- Work to complete:
From the entries that follow, reproduce exactly and only the lines from the line with "the woman's leg" to the line with "the white foam", endpoints included.

[[ Data in this exercise, beginning ]]

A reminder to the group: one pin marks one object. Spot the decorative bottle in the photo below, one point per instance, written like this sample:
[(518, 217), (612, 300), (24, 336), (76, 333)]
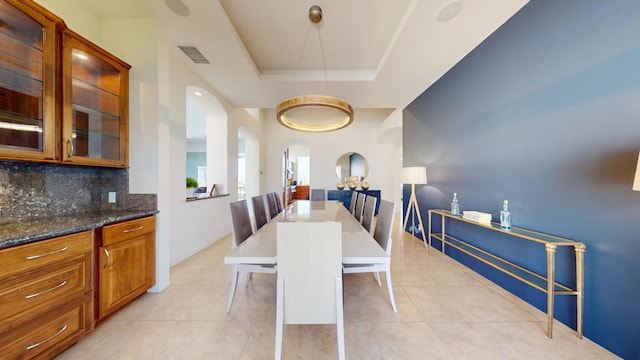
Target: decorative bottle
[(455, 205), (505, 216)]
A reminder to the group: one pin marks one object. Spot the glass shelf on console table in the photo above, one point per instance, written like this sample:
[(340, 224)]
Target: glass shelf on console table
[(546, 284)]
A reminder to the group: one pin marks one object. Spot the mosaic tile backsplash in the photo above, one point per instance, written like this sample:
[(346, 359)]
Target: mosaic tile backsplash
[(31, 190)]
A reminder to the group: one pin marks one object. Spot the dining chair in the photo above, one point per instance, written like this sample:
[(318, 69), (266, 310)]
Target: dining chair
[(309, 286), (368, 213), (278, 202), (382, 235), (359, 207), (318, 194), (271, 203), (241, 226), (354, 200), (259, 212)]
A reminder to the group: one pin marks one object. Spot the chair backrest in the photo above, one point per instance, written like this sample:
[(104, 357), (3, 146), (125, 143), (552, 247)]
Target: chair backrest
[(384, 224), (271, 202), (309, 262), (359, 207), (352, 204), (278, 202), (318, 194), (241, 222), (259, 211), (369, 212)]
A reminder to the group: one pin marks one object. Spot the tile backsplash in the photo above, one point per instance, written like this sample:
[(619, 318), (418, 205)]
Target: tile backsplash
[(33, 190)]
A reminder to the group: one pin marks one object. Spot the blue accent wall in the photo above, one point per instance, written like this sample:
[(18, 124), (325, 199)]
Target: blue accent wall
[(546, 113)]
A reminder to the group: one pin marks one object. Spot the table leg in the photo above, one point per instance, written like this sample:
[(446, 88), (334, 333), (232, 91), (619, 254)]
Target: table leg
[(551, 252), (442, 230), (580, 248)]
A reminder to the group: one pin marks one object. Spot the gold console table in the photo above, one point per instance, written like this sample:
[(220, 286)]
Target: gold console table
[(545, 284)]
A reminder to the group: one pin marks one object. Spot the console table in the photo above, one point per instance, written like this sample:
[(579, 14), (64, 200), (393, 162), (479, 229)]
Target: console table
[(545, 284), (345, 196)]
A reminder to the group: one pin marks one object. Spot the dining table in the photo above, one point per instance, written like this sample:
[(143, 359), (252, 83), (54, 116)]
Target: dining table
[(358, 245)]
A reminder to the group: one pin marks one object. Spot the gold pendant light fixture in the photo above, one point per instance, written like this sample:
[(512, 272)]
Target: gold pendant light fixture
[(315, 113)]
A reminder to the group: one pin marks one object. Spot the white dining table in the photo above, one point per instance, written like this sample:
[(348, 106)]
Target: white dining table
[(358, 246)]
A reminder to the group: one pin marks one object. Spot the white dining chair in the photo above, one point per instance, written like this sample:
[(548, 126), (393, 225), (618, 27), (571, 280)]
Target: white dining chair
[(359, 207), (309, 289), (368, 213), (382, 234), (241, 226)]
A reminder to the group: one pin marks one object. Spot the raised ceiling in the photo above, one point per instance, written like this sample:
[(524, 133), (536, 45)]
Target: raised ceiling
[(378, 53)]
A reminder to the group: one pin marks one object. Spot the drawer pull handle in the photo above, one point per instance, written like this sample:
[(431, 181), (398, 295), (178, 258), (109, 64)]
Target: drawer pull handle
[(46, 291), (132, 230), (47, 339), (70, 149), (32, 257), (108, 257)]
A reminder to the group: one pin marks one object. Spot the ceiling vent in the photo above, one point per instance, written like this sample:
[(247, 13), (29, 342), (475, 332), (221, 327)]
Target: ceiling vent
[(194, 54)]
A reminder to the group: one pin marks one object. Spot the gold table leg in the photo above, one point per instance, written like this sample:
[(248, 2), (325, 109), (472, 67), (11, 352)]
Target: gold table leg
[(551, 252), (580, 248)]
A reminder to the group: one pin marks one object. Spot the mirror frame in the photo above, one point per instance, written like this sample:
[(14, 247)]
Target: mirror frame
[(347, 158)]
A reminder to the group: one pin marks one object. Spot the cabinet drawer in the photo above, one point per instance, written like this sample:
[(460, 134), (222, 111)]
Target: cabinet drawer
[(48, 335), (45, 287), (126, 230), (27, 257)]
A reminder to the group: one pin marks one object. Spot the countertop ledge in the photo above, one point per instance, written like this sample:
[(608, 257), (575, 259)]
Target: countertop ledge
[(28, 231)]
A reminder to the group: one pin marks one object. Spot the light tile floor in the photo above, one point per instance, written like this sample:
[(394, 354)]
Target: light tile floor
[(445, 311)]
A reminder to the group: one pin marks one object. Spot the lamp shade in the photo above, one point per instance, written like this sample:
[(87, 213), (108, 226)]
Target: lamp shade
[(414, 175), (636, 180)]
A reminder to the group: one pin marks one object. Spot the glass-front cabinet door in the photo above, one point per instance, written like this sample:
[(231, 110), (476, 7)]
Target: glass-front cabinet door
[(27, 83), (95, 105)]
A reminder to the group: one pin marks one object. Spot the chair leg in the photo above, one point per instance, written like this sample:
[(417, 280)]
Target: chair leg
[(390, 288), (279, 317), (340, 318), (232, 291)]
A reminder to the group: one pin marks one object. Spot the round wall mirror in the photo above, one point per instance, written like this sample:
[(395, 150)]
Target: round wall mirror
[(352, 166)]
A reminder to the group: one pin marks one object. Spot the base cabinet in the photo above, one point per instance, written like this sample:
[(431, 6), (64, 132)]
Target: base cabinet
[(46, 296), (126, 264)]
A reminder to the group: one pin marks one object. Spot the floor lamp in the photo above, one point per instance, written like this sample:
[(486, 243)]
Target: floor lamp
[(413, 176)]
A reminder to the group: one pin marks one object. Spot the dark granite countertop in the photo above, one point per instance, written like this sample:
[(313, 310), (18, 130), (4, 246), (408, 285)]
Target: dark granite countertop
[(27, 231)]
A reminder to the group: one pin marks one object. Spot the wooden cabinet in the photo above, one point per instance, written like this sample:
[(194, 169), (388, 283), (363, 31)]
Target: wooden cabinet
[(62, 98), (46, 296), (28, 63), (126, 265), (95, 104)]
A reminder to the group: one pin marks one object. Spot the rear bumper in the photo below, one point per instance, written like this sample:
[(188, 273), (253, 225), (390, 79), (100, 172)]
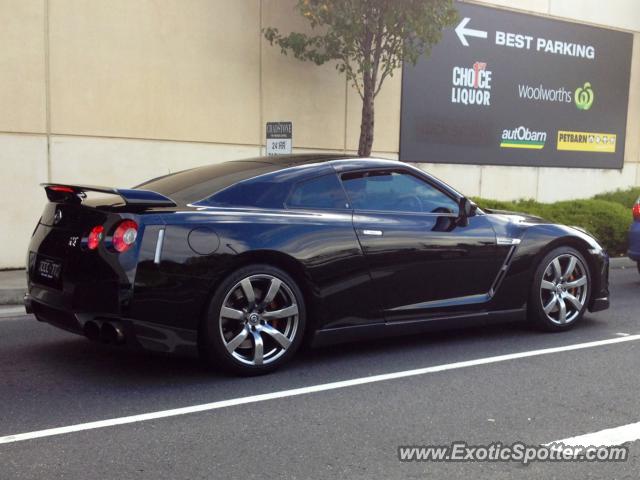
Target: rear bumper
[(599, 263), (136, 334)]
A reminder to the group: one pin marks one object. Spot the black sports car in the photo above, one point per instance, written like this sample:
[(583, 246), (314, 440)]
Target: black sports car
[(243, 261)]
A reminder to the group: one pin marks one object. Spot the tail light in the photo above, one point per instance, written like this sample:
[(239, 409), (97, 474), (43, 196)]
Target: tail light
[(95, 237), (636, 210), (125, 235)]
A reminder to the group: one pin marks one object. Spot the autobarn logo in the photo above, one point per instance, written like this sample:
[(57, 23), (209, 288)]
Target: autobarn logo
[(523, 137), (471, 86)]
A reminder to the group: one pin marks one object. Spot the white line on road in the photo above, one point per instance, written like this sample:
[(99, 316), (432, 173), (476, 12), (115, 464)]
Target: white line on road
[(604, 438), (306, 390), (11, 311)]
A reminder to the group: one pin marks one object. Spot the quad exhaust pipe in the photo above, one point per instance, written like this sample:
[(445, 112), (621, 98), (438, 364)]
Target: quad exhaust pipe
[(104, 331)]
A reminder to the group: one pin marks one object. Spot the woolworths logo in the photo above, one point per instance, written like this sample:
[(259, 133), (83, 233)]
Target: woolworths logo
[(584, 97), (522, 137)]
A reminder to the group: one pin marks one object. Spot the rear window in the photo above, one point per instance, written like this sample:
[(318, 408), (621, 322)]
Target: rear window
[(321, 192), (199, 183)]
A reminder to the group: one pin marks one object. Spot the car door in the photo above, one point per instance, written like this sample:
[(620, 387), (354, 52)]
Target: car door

[[ Data in this exercise, end ]]
[[ Data in this exercise, beginning ]]

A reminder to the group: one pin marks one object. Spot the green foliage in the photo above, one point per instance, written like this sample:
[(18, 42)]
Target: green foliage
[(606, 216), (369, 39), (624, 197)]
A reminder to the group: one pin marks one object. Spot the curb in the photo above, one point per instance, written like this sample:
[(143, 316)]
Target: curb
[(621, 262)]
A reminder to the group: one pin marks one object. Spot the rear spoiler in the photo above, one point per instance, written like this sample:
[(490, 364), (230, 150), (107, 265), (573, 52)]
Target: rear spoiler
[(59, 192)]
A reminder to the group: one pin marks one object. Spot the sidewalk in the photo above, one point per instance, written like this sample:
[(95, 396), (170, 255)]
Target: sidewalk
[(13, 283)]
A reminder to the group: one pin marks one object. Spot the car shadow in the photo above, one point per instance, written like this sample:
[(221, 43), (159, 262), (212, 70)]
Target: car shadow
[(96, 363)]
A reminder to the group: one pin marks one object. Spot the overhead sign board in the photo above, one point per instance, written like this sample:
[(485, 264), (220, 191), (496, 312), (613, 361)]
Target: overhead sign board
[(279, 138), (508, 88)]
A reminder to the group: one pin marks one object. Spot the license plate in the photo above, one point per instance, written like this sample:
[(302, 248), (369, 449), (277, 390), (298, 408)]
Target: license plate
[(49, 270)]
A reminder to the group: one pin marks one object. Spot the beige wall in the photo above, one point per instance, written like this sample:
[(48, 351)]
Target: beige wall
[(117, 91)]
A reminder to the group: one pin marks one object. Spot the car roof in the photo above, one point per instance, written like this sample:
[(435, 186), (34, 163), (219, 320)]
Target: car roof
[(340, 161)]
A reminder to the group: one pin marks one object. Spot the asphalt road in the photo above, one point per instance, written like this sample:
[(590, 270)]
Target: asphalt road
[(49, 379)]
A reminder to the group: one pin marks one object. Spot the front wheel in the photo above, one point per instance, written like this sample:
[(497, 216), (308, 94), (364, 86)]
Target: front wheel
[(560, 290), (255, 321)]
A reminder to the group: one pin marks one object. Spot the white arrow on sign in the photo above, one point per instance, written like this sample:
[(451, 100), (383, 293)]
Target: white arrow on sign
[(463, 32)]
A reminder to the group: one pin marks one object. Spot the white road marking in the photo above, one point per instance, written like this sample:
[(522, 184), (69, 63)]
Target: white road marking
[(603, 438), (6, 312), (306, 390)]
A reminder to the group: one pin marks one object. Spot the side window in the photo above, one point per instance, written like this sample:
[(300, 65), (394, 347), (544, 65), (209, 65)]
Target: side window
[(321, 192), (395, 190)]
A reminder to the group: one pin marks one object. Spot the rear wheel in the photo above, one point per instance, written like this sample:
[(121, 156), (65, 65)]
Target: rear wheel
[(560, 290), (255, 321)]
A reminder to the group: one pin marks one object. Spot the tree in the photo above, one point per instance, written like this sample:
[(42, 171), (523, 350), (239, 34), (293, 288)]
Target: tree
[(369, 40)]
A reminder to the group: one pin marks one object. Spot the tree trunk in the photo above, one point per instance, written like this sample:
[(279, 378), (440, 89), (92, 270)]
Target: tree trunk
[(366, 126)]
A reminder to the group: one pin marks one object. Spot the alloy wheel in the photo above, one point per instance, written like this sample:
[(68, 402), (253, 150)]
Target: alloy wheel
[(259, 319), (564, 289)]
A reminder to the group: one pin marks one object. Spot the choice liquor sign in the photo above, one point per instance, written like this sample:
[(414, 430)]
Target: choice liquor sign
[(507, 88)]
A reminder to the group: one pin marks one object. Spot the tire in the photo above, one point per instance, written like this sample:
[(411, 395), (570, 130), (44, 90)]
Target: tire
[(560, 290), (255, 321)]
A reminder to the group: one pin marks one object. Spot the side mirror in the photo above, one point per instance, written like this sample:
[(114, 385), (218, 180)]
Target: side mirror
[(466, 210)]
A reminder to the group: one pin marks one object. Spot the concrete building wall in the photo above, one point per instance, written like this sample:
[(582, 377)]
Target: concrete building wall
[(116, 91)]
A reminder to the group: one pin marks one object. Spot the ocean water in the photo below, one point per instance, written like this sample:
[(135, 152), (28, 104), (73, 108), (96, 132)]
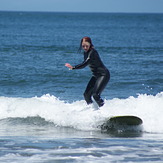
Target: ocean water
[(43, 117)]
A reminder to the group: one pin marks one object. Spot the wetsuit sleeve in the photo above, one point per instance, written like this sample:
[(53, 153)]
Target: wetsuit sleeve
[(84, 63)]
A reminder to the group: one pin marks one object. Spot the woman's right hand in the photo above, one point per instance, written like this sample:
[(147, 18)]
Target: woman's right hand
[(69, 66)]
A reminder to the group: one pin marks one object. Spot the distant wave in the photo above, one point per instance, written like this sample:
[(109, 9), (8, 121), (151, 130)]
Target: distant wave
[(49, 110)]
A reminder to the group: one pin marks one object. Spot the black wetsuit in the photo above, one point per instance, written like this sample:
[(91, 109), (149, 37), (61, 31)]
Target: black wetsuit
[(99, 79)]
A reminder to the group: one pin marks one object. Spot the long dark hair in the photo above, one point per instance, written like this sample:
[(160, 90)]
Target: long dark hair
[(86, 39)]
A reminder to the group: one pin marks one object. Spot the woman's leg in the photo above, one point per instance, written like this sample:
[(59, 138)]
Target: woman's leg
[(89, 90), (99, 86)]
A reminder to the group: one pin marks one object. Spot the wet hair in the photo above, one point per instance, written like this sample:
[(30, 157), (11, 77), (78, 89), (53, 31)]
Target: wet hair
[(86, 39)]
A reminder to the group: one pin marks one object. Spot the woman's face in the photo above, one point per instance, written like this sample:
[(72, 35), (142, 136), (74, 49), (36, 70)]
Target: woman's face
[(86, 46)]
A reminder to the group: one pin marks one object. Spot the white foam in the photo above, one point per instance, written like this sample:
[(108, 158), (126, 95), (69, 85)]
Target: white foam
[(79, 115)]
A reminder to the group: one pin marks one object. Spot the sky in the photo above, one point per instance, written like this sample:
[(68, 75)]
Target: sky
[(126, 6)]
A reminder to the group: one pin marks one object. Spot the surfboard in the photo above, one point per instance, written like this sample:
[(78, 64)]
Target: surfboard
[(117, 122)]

[[ Data in this exercise, end ]]
[[ Data in this exercise, beginning ]]

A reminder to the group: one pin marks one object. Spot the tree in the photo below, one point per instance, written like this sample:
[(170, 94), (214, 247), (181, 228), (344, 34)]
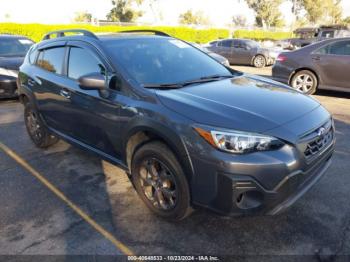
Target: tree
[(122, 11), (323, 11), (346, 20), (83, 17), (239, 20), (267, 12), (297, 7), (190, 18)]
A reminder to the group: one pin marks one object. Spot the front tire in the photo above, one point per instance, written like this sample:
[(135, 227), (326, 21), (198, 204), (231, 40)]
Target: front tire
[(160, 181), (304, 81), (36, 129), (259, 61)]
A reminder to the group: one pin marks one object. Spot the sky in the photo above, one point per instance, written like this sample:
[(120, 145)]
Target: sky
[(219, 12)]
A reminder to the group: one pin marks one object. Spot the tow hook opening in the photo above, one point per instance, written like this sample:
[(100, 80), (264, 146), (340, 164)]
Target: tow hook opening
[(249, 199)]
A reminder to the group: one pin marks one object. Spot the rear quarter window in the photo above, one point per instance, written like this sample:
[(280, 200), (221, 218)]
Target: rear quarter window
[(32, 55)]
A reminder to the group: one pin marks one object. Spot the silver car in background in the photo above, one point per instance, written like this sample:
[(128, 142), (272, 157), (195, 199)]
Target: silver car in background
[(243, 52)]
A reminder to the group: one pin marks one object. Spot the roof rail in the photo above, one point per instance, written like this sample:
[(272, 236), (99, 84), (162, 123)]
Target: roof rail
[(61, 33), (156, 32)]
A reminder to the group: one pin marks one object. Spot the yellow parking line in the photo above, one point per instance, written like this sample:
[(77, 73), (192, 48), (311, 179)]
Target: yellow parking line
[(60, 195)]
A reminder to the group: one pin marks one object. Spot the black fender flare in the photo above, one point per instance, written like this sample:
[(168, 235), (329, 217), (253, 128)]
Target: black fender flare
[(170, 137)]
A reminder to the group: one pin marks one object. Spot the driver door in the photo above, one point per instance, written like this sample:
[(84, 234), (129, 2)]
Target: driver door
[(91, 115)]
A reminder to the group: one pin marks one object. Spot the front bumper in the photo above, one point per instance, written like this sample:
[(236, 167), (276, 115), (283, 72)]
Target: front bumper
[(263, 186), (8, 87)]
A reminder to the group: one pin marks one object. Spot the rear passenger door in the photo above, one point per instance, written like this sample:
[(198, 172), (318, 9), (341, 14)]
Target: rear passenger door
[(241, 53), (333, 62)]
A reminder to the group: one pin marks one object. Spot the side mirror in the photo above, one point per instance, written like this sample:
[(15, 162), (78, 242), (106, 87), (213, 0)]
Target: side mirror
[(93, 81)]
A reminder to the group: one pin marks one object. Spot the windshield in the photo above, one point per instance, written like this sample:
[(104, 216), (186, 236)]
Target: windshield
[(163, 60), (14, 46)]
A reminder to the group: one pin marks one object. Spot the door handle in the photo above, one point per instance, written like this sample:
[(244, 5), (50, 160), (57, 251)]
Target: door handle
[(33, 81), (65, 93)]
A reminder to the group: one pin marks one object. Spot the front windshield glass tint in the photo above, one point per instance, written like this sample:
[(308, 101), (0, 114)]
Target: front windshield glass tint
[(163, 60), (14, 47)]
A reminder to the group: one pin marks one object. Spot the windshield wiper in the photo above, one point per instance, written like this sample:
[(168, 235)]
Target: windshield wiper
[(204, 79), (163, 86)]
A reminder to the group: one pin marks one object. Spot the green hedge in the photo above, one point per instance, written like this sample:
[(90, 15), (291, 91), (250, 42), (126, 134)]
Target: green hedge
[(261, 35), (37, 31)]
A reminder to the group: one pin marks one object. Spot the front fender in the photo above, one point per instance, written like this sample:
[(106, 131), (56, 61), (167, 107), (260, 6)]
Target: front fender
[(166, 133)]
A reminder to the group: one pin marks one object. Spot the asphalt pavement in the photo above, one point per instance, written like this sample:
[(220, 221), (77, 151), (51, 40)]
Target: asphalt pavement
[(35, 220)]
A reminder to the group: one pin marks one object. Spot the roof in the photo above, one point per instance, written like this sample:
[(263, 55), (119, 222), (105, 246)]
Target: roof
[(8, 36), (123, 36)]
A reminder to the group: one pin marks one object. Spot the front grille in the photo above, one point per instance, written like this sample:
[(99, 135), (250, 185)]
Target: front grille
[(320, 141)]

[[ Data in this exercise, end ]]

- Result of this task:
A reminder to the group: one pin marks one object. Spot the woman's leg in the photo above, one point per instance, written like this sample:
[(59, 138)]
Target: woman's leg
[(89, 90), (99, 86)]
A reminder to the group: one pin marks one object. Spot the wet hair in the photo above, one point per instance, written like this sample:
[(30, 157), (11, 77), (78, 89), (53, 31)]
Target: wet hair
[(86, 39)]
A reminder to the group: one pin marks one object. Spot the woman's face in the photo above, one point per instance, written like this sample:
[(72, 35), (142, 136), (74, 49), (36, 70)]
Target: woman's face
[(86, 46)]
A reminder to the group: one pin marks one object. Spot the white foam in the photo above, one point per instance, written like this sample:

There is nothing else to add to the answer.